start PASSAGE GIVEN

Thanksgiving flavors part of a trend
Happy Thanksgiving to all of our readers. I hope you are eating well.
I shared McCormick’s Flavor Forecast pairing predictions earlier. There’s still time to incorporate them into your holiday meal. Here’s how I’ve been enjoying some of them, including vanilla and red food coloring:
Warm spices & pumpkin: I’ve taken tips to stir canned pumpkin into oatmeal and smoothies and add McCormick’s Pumpkin Pie spice right in. It gives you the holiday flavor without so many calories.
Ginger & molasses, baked into Amish Friendship bread. I substituted sugar for the rich, gooey molasses and it smelled so good a neighbor came and got a bite.
Nutmeg & Rum: Think eggnog truffles, or again, I’m trying McCormick imitation rum for a breakfast smoothie with banana.
Peppermint & chocolate: My grandmother always said peppermint soothes the stomach. I felt much better after mixing mint extract into Ghirardelli chocolate chips. I didn’t have a plan on what to put this mixture on, so I just enjoyed it from the spoon.
A timely gift:
My family quizzed me with culinary flash cards. Ghigo Press has three amazing calendars on coffee, spices and wine grapes and extremely helpful cards with artful photography on one side and history, tips and pairings on the other. I aced the spices test, but got tripped up by the beautiful photos. I’d never considered lemongrass from the extreme root close up or worked with such a well-lighted expanse of wasabi in green powder form. I love the spices best, but had most to learn from the grape shots. From Aglianico to Zinfandel, they all look different. I learned that my fave, merlot, is named from “merle,” French for “blackbird.” Foodies will love the calendars all year long and the cards for even longer.

end PASSAGE GIVEN
start GIVEN ENTRIES

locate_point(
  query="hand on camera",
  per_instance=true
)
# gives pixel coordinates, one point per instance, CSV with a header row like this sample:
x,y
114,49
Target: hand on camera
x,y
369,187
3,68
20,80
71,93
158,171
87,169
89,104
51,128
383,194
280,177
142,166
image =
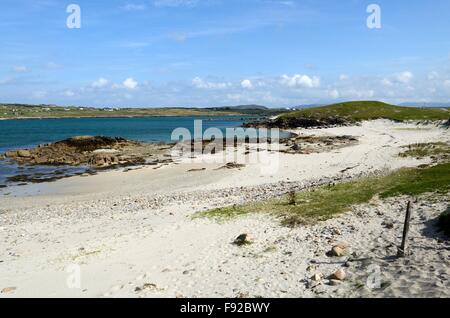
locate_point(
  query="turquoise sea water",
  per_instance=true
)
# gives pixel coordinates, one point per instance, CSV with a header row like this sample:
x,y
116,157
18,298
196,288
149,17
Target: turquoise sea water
x,y
32,132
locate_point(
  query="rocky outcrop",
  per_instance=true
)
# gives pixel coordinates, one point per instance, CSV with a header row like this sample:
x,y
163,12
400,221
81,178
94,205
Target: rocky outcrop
x,y
92,151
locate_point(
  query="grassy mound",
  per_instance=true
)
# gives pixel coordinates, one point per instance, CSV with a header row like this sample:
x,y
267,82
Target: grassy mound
x,y
326,202
444,222
369,110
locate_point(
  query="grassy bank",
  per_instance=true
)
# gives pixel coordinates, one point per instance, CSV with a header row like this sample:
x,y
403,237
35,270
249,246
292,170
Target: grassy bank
x,y
369,110
328,201
437,151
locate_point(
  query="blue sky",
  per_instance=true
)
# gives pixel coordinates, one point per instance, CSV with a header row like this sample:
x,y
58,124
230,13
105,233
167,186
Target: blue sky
x,y
223,52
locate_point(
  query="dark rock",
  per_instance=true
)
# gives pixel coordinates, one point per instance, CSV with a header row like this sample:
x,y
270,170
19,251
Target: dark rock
x,y
243,239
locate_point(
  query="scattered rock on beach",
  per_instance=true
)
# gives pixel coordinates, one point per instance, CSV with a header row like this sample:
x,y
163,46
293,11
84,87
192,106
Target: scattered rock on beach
x,y
243,239
338,250
317,277
339,275
8,290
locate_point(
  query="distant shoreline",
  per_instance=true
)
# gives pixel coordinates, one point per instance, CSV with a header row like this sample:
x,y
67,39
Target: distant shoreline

end GIVEN ENTRIES

● ACTIONS TO TAKE
1. In the Thanksgiving flavors post, what French word is merlot named from, and what does that word mean?
2. Identify each line of the entries that contains the word "shoreline". Case counts.

● SOLUTIONS BY TASK
1. Merlot is named from "merle," French for "blackbird."

2.
  query="distant shoreline",
Target: distant shoreline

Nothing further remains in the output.